§ Extrait choisi:
——————————

Publié le par fethiok









Lors de mon voyage  à Avignon;j'ai eu le plaisir d'assister à un récital vocal et musical intitulé:"Char,Camus ou les deux soleils de Sénac",de la compagnie Ciel du piano voyageur". Cette représentation m'a amené dès mon retour à Grenoble à me mettre  à la quête du livre:"Albert Camus – René Char, Correspondance 1946-1959". J'ai pu le trouver et j'ai entamé sa lecture,un pur bonheur.


Dès leur première rencontre, en 1946, ils se reconnurent.

Derrière eux, il y avait la guerre, la Résistance, et les engagements d'avant-guerre.

Ils appartenaient à la même espèce d'hommes.

De ce passé, des combats menés, et de ceux à mener encore naquit un respect mutuel sur lequel s'épanouit une profonde amitié.

La correspondance d'Albert Camus et René Char suit le lien précieux que l'écrivain et le poète développèrent au fil de leurs écrits respectifs, de leurs doutes, de leurs succès, de leurs préoccupations.

Tous deux se tiennent au courant de leurs travaux, s'envoient ou se font envoyer leurs manuscrits à peine achevés, se dédicacent leurs livres.

——————————

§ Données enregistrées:
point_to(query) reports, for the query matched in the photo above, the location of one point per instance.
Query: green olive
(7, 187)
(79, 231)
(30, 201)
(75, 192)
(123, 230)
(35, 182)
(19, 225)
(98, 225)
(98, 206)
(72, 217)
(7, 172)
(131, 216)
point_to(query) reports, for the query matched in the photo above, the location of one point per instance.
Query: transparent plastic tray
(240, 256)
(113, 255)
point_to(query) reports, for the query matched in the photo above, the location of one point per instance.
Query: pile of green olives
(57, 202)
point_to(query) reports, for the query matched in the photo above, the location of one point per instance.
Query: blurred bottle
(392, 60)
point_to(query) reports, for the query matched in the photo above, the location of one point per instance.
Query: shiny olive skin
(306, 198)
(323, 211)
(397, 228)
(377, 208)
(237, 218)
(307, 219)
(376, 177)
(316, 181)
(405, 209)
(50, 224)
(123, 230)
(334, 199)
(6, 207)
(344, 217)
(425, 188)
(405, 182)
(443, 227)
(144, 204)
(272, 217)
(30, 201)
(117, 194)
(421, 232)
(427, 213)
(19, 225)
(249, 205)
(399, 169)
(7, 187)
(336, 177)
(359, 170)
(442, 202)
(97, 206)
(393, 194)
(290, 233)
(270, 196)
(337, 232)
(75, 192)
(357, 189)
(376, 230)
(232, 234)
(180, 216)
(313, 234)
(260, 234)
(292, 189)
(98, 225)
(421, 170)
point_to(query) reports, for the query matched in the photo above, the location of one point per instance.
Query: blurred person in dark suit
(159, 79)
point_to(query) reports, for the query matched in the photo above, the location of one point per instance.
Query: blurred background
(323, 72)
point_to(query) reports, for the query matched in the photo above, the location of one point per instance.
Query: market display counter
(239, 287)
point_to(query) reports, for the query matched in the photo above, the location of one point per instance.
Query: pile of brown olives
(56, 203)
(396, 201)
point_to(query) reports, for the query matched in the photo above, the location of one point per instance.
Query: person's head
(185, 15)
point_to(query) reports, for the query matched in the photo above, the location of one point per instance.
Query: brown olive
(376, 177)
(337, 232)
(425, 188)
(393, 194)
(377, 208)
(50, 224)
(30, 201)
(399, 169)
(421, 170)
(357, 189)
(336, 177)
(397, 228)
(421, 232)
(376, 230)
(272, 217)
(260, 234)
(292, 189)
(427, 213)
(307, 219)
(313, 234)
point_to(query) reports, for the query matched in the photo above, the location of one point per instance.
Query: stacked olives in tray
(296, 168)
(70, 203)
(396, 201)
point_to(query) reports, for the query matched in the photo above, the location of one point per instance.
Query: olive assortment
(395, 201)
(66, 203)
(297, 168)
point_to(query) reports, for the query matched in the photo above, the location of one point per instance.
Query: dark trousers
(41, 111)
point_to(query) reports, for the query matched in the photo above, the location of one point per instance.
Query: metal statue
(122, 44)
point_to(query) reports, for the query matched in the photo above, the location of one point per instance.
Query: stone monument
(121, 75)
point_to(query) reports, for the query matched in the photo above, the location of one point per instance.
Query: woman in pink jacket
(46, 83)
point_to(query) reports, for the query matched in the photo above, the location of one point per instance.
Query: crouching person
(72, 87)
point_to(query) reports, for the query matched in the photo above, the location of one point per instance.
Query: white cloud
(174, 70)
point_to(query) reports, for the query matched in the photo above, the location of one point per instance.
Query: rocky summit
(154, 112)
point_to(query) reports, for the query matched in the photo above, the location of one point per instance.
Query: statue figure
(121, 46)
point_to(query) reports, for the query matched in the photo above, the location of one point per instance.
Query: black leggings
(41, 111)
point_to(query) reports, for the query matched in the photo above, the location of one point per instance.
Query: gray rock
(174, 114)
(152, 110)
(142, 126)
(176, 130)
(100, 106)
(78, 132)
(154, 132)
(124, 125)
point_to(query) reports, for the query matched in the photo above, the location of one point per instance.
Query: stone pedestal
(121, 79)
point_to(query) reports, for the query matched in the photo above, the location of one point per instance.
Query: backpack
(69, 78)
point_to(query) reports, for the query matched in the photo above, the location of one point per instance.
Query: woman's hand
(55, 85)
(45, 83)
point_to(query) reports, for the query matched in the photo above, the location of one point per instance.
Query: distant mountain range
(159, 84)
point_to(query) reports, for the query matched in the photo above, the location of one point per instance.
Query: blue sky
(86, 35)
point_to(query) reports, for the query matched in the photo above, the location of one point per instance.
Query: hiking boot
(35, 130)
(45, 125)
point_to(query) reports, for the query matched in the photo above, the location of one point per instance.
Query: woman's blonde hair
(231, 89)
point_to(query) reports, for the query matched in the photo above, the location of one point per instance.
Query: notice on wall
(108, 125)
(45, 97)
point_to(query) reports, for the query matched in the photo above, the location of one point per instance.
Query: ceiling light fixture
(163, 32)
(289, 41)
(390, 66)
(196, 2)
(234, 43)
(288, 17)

——————————

Recopiez mot pour mot le passage de l'extrait sur l'amitié entre Camus et Char qui s'ouvre sur les mots « La correspondance d'Albert » et se termine par « dédicacent leurs livres. ».

§ Réponse à l'exercice:
La correspondance d'Albert Camus et René Char suit le lien précieux que l'écrivain et le poète développèrent au fil de leurs écrits respectifs, de leurs doutes, de leurs succès, de leurs préoccupations.

Tous deux se tiennent au courant de leurs travaux, s'envoient ou se font envoyer leurs manuscrits à peine achevés, se dédicacent leurs livres.